**PETIKAN DOKUMEN**
/---
Jebakan
Kartel Oligarkis
Bonie Hargens ; Dosen FISIP UI;
Saat ini
sedang belajar di Humboldt-Universität zu Berlin, Jerman
KOMPAS,
14 Juli 2012
Seusai Marcus Mietzner dari
Universitas Nasional Australia berbicara soal kartel politik di Indonesia dalam
diskusi di Universitas Humboldt (3/7/2012), kami pun berbincang di warung kopi.
”Bagi saya, tak masuk akal
Ical melamar Ibas untuk 2014. Ibas bukan siapa-siapa selain anak presiden. Lagi
pula, Ical sudah menyebut banyak nama dari banyak partai untuk dilamar juga,”
kata Mietzner. Indonesianis kelahiran Frankfurt, Jerman, itu sesungguhnya
tengah menyentil Ketua Umum Partai Golkar Aburizal Bakrie yang mau melamar
Baskoro Yudhoyono sebagai calon wakil presiden pada 2014.
Tema utama bukan soal Ical
ataupun Ibas. Diskusi kami adalah bagaimana memahami politik Indonesia sesudah
1998, yang ujungnya boleh tiba pada diskursus soal siapa dan kenapa pantas atau
tidak pantas di Pilpres 2014.
\---
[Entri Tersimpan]
/---
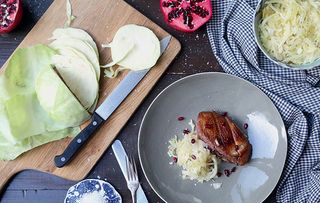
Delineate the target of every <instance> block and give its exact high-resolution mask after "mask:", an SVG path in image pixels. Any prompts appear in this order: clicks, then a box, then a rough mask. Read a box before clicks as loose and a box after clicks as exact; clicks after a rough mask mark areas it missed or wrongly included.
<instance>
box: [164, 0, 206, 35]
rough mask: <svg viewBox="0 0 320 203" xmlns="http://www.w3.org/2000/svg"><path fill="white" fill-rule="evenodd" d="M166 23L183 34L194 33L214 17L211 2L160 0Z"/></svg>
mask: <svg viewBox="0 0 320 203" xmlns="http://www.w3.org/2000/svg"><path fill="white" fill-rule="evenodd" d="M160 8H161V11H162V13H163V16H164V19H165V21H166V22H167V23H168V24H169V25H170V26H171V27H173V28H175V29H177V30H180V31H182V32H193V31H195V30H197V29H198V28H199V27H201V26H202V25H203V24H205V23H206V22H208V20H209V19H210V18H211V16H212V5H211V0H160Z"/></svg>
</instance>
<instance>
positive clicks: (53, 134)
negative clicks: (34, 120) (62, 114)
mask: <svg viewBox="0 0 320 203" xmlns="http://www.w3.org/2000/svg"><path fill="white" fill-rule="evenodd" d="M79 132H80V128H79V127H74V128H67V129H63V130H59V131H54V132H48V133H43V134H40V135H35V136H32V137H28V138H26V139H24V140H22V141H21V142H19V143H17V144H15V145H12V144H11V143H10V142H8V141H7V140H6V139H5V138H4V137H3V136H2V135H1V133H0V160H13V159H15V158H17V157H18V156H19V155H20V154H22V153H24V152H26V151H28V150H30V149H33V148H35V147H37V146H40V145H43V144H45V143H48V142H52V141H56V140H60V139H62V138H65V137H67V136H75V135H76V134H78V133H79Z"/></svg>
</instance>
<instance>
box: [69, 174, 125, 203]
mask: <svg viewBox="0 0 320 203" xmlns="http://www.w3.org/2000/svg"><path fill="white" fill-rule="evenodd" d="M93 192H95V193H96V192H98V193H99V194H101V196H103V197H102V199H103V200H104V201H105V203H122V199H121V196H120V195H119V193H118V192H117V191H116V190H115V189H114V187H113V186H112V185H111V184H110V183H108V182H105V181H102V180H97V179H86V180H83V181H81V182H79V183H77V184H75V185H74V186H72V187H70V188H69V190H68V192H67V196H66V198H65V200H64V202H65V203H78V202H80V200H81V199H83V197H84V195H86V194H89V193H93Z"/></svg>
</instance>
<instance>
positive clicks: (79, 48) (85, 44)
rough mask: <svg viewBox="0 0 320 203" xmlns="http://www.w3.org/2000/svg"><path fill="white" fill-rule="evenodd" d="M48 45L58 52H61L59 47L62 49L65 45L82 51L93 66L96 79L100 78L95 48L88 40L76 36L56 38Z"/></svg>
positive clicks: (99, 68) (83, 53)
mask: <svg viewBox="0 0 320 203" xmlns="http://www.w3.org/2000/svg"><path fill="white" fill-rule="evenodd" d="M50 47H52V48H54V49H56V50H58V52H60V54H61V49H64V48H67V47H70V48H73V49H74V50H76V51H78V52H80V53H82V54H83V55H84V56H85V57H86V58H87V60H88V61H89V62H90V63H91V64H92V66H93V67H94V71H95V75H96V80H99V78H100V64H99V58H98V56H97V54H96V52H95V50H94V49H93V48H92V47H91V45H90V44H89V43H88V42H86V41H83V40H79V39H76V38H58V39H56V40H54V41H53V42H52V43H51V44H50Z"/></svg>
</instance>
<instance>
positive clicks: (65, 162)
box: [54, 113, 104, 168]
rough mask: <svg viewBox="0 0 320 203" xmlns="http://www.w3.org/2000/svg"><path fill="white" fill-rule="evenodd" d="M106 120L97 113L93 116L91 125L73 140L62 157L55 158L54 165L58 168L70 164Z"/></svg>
\---
**TUGAS YANG DIKERJAKAN**
1. Menurut petikan dokumen, di kota mana Marcus Mietzner lahir?
2. Ringkaslah petikan dokumen dalam tiga kalimat.
3. Salin kata demi kata bagian petikan dokumen yang dibuka dengan kata-kata "kata Mietzner. Indonesianis" dan ditutup dengan "presiden pada 2014.".

**JAWABAN PER NOMOR**
1. Marcus Mietzner lahir di Frankfurt, Jerman.

2. Seusai Marcus Mietzner dari Universitas Nasional Australia berbicara tentang kartel politik di Indonesia dalam diskusi di Universitas Humboldt, penulis dan Mietzner berbincang di warung kopi. Mietzner menilai tidak masuk akal bahwa Aburizal Bakrie mau melamar Baskoro Yudhoyono sebagai calon wakil presiden pada 2014, karena Ibas hanyalah anak presiden dan Ical juga sudah menyebut banyak nama dari banyak partai. Namun, tema utama perbincangan mereka adalah cara memahami politik Indonesia sesudah 1998, yang dapat berujung pada diskursus tentang siapa yang pantas atau tidak pantas di Pilpres 2014.

3.
kata Mietzner. Indonesianis kelahiran Frankfurt, Jerman, itu sesungguhnya
tengah menyentil Ketua Umum Partai Golkar Aburizal Bakrie yang mau melamar
Baskoro Yudhoyono sebagai calon wakil presiden pada 2014.